==== TEXT FOR ANALYSIS ====

My mother in law sent me a link today, and I think it is what I needed to read today.. I think sometimes a lot of parents, like myself.. we get down, upset, maybe even jealous of the therapists working with our children..we feel like we are getting a false sense of hope with our children. Are they REALLY going to improve? Are we wasting our time on therapy, behaviour modification? Are we really doing best by our children spending all the necessary money and time to get them to our goal for mainstreaming their lives?! I think when you are a parent of a child with ASD, these thoughts constantly run through our minds...
Then I read success stories.
I read how parents have no hope, their children are not making eye contact, ignoring them when their name is called not speaking..they are lost.. then its like magic. Paying for therapists to impliment strategies and techniques so effective, that in a lot of cases, the children are able to say, "I love you".. play team sports, and attend a mainstream school and classroom..this is my dream for Owen.
There is a famous family that have been dealing with their eldest son being Autistic for the past 12 years, and they felt just like us...NFL Star Rodney Peete and his wife, (who is currently on Celebrity Apprentice) This is the link my mother in law sent me, and it hit home. I hope you enjoy.

==== DATASET ENTRIES ====

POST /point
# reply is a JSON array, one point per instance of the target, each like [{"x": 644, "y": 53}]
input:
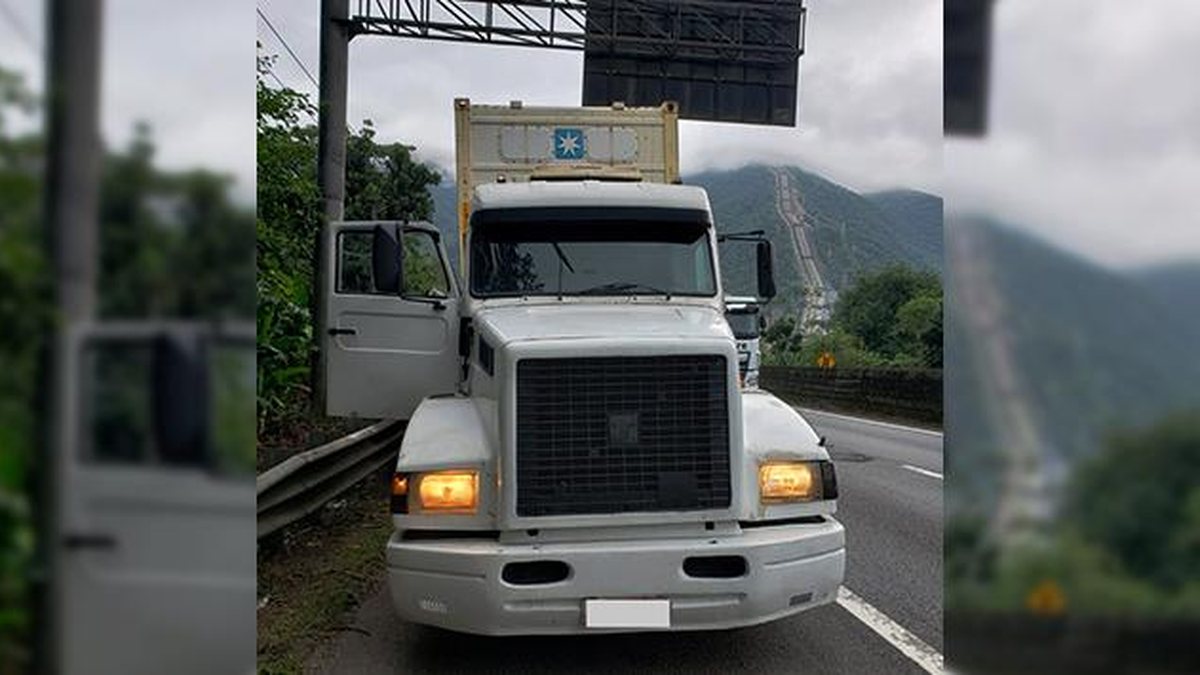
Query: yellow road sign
[{"x": 1047, "y": 598}]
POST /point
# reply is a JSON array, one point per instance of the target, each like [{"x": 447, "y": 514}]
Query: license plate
[{"x": 627, "y": 614}]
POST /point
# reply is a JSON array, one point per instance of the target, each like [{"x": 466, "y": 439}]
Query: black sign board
[{"x": 719, "y": 59}]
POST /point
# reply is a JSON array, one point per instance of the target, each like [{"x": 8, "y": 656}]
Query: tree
[
  {"x": 383, "y": 181},
  {"x": 897, "y": 314},
  {"x": 1139, "y": 501}
]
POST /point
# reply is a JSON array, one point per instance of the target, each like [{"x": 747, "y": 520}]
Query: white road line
[
  {"x": 910, "y": 645},
  {"x": 923, "y": 471},
  {"x": 873, "y": 422}
]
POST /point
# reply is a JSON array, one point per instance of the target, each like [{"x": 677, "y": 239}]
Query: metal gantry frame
[
  {"x": 690, "y": 31},
  {"x": 693, "y": 29}
]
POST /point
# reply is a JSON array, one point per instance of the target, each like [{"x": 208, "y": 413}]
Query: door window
[
  {"x": 424, "y": 274},
  {"x": 120, "y": 402}
]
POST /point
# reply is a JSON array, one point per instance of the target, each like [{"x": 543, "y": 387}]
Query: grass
[{"x": 317, "y": 572}]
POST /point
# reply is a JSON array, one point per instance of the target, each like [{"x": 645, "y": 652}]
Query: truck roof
[{"x": 588, "y": 193}]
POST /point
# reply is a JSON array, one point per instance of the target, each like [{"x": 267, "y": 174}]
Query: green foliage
[
  {"x": 23, "y": 302},
  {"x": 891, "y": 317},
  {"x": 383, "y": 181},
  {"x": 173, "y": 244},
  {"x": 1139, "y": 500},
  {"x": 1128, "y": 538},
  {"x": 871, "y": 310}
]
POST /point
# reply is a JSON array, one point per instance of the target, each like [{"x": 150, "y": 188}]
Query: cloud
[
  {"x": 869, "y": 108},
  {"x": 1095, "y": 142}
]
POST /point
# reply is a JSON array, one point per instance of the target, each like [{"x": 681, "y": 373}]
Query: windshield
[
  {"x": 582, "y": 258},
  {"x": 744, "y": 324}
]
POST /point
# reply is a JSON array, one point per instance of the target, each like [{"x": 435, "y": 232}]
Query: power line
[
  {"x": 287, "y": 47},
  {"x": 298, "y": 61}
]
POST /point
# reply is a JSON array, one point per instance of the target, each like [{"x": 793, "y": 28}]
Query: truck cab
[
  {"x": 747, "y": 323},
  {"x": 580, "y": 455}
]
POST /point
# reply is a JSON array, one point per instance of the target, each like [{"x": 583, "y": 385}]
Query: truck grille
[{"x": 622, "y": 434}]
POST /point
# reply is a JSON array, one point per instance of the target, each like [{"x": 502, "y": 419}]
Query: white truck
[
  {"x": 747, "y": 322},
  {"x": 579, "y": 455}
]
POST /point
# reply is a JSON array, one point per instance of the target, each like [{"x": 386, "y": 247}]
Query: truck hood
[{"x": 625, "y": 321}]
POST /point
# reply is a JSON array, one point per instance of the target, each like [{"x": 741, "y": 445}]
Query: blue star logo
[{"x": 569, "y": 144}]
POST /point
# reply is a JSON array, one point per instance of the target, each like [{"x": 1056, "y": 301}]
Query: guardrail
[
  {"x": 907, "y": 394},
  {"x": 303, "y": 483}
]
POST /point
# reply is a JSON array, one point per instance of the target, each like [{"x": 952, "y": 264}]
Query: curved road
[{"x": 891, "y": 501}]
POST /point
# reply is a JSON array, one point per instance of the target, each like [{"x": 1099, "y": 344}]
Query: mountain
[
  {"x": 917, "y": 220},
  {"x": 1177, "y": 286},
  {"x": 851, "y": 233},
  {"x": 1049, "y": 353}
]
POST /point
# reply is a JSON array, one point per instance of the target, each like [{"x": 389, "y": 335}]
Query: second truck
[{"x": 580, "y": 454}]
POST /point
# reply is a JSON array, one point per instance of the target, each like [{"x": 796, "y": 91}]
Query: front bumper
[{"x": 456, "y": 583}]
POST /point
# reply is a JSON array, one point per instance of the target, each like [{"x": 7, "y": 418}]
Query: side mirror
[
  {"x": 180, "y": 400},
  {"x": 385, "y": 258},
  {"x": 766, "y": 272}
]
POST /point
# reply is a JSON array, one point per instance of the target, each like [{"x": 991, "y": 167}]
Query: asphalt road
[{"x": 891, "y": 503}]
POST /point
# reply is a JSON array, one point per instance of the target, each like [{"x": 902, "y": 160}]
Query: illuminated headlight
[
  {"x": 785, "y": 482},
  {"x": 448, "y": 491},
  {"x": 454, "y": 491}
]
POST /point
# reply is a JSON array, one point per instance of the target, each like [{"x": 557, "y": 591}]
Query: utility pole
[
  {"x": 334, "y": 72},
  {"x": 72, "y": 233}
]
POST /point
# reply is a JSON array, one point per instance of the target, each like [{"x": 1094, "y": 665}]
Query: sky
[
  {"x": 1095, "y": 130},
  {"x": 187, "y": 69},
  {"x": 869, "y": 106}
]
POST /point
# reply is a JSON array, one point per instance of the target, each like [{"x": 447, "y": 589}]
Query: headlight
[
  {"x": 783, "y": 482},
  {"x": 448, "y": 491}
]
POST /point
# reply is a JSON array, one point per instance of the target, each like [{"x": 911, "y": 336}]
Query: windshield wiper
[{"x": 622, "y": 287}]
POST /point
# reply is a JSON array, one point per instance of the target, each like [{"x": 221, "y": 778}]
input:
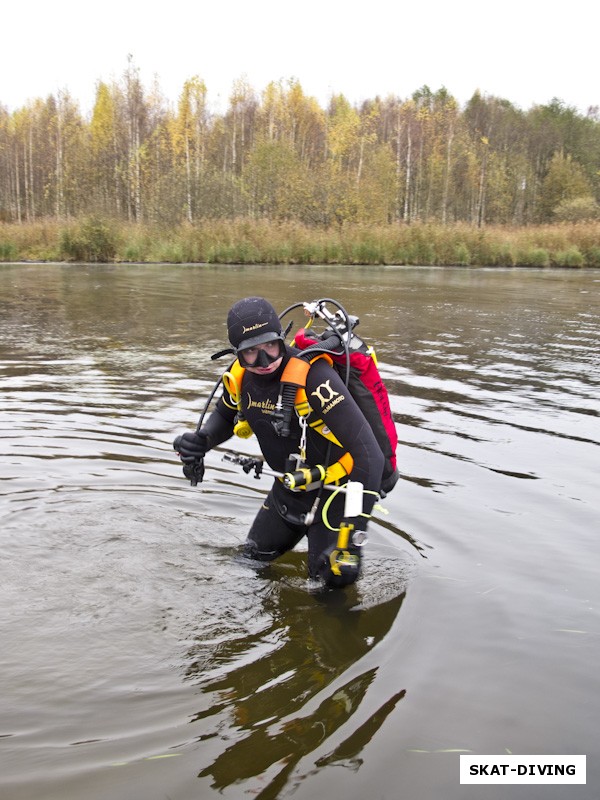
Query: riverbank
[{"x": 263, "y": 242}]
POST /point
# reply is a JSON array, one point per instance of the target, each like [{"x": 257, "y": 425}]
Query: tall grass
[{"x": 244, "y": 241}]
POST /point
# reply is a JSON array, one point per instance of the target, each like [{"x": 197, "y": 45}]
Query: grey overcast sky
[{"x": 527, "y": 52}]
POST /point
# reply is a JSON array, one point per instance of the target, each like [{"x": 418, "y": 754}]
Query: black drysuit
[{"x": 279, "y": 524}]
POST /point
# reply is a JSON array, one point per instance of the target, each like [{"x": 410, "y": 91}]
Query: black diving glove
[
  {"x": 339, "y": 564},
  {"x": 192, "y": 448}
]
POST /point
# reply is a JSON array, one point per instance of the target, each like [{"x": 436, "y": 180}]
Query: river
[{"x": 142, "y": 658}]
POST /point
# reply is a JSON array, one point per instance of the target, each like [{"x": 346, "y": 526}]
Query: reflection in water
[{"x": 267, "y": 684}]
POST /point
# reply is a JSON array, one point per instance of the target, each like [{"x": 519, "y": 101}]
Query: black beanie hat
[{"x": 252, "y": 321}]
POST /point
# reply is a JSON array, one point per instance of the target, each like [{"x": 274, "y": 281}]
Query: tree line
[{"x": 280, "y": 156}]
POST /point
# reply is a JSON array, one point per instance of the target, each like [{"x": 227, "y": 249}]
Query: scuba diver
[{"x": 323, "y": 446}]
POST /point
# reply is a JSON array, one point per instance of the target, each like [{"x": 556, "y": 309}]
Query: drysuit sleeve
[{"x": 331, "y": 399}]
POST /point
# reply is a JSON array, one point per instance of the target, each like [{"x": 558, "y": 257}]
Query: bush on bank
[{"x": 244, "y": 241}]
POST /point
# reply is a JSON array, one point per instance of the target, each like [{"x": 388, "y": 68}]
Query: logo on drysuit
[
  {"x": 326, "y": 396},
  {"x": 266, "y": 406}
]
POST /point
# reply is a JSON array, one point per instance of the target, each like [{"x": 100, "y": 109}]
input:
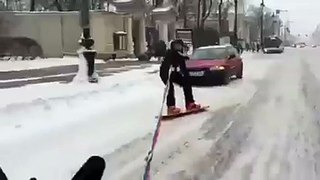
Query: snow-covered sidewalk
[
  {"x": 47, "y": 131},
  {"x": 40, "y": 63}
]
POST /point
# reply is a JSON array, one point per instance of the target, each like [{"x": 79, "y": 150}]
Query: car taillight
[{"x": 214, "y": 68}]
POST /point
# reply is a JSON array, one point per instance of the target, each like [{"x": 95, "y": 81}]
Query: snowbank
[
  {"x": 39, "y": 63},
  {"x": 49, "y": 130}
]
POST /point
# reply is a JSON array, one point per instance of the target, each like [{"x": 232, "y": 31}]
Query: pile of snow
[
  {"x": 47, "y": 131},
  {"x": 40, "y": 63}
]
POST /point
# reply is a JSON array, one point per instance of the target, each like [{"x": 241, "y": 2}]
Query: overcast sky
[{"x": 304, "y": 13}]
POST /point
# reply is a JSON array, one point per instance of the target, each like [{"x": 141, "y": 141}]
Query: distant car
[
  {"x": 273, "y": 44},
  {"x": 212, "y": 64}
]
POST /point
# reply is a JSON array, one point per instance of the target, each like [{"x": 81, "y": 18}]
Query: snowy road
[{"x": 264, "y": 127}]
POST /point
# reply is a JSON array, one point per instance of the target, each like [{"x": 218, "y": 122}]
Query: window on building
[{"x": 120, "y": 40}]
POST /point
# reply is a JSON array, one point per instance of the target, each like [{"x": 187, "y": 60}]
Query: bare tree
[{"x": 205, "y": 9}]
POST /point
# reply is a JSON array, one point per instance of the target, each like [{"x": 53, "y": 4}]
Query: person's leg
[
  {"x": 91, "y": 170},
  {"x": 170, "y": 96},
  {"x": 187, "y": 88}
]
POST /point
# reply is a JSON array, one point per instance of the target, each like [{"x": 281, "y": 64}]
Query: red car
[{"x": 212, "y": 64}]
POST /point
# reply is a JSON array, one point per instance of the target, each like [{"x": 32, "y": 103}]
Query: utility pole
[
  {"x": 198, "y": 14},
  {"x": 86, "y": 53},
  {"x": 235, "y": 29},
  {"x": 220, "y": 17},
  {"x": 261, "y": 21},
  {"x": 185, "y": 11}
]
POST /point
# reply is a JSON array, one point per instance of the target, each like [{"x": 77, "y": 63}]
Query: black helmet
[{"x": 177, "y": 41}]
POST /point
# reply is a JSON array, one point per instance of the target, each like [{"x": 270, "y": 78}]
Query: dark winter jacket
[{"x": 177, "y": 61}]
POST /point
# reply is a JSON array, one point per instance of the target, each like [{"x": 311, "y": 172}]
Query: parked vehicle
[
  {"x": 273, "y": 44},
  {"x": 212, "y": 64}
]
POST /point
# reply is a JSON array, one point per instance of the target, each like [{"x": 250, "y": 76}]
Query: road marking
[{"x": 67, "y": 74}]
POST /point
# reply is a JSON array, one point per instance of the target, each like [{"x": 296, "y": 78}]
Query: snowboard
[{"x": 184, "y": 113}]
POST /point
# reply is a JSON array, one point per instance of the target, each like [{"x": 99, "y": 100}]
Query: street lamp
[
  {"x": 261, "y": 21},
  {"x": 220, "y": 18},
  {"x": 86, "y": 53},
  {"x": 235, "y": 29}
]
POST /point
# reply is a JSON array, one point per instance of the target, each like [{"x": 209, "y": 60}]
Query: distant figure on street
[{"x": 258, "y": 47}]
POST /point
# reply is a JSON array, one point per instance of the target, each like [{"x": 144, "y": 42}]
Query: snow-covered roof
[
  {"x": 121, "y": 1},
  {"x": 215, "y": 46},
  {"x": 162, "y": 9}
]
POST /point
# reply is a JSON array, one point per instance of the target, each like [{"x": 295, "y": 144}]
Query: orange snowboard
[{"x": 185, "y": 113}]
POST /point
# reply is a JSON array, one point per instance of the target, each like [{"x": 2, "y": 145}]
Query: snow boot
[
  {"x": 193, "y": 106},
  {"x": 173, "y": 110}
]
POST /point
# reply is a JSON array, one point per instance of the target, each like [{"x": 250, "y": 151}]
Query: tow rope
[{"x": 149, "y": 157}]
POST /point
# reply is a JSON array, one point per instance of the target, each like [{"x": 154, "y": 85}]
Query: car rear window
[{"x": 212, "y": 53}]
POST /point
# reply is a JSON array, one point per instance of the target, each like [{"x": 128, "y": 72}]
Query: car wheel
[
  {"x": 240, "y": 74},
  {"x": 226, "y": 78}
]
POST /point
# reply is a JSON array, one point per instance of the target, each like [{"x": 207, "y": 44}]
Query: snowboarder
[{"x": 175, "y": 59}]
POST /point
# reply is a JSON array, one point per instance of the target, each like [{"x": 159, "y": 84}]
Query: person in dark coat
[{"x": 175, "y": 60}]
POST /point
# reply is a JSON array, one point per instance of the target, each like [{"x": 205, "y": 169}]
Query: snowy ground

====

= EXERCISE AIM =
Pick up the parent's post about autism therapy where it stops, writing the next part.

= OUTPUT =
Rodney Peete's Journey To Accept Son's Autism
Rodney Peete was an NFL quarterback. His wife, Holly Robinson Peete, had been through the rough-and-tumble of Hollywood as an actress.
Nothing prepared the couple for the words that would change their lives:
"Your son has autism."
That was 12 years ago, and Peete did not handle the news well. From those dark days comes the title of his new book, Not My Boy! which offers a personal view of a parent's struggle.
"That's the way I felt when I got that diagnosis," Peete tells NPR's Michel Martin. "This is not happening to me. This is not my boy. I had all these expectations of what I wanted him to do."
RJ, named for his father, began showing signs of trouble at age 2 or 3, Peete says: "He stopped looking us in the eyes. He stopped responding to his name."
They sought out doctors and specialists, and were told that RJ would never be in a mainstream school, would never speak, would never look them in the eyes, would never say "I love you."
Peete says he went into "denial," in part because of his own expectations as a man and a father.
"We believe we can fix everything," he says. "We have our own goals for our children, especially sons. I wasn't able to connect with my son, who was my firstborn son, who had my name. I was in denial about what he had, what the doctor was telling us. It was a dark time for us."
His wife's response, he says, was positive: "Let's roll up our sleeves."
His was not.
"I was still stuck in 'I don't believe the diagnosis,' " he says.
Things began to change when a specialist asked Peete to get on the floor with his son. The idea was to try to interact with the child on his own level.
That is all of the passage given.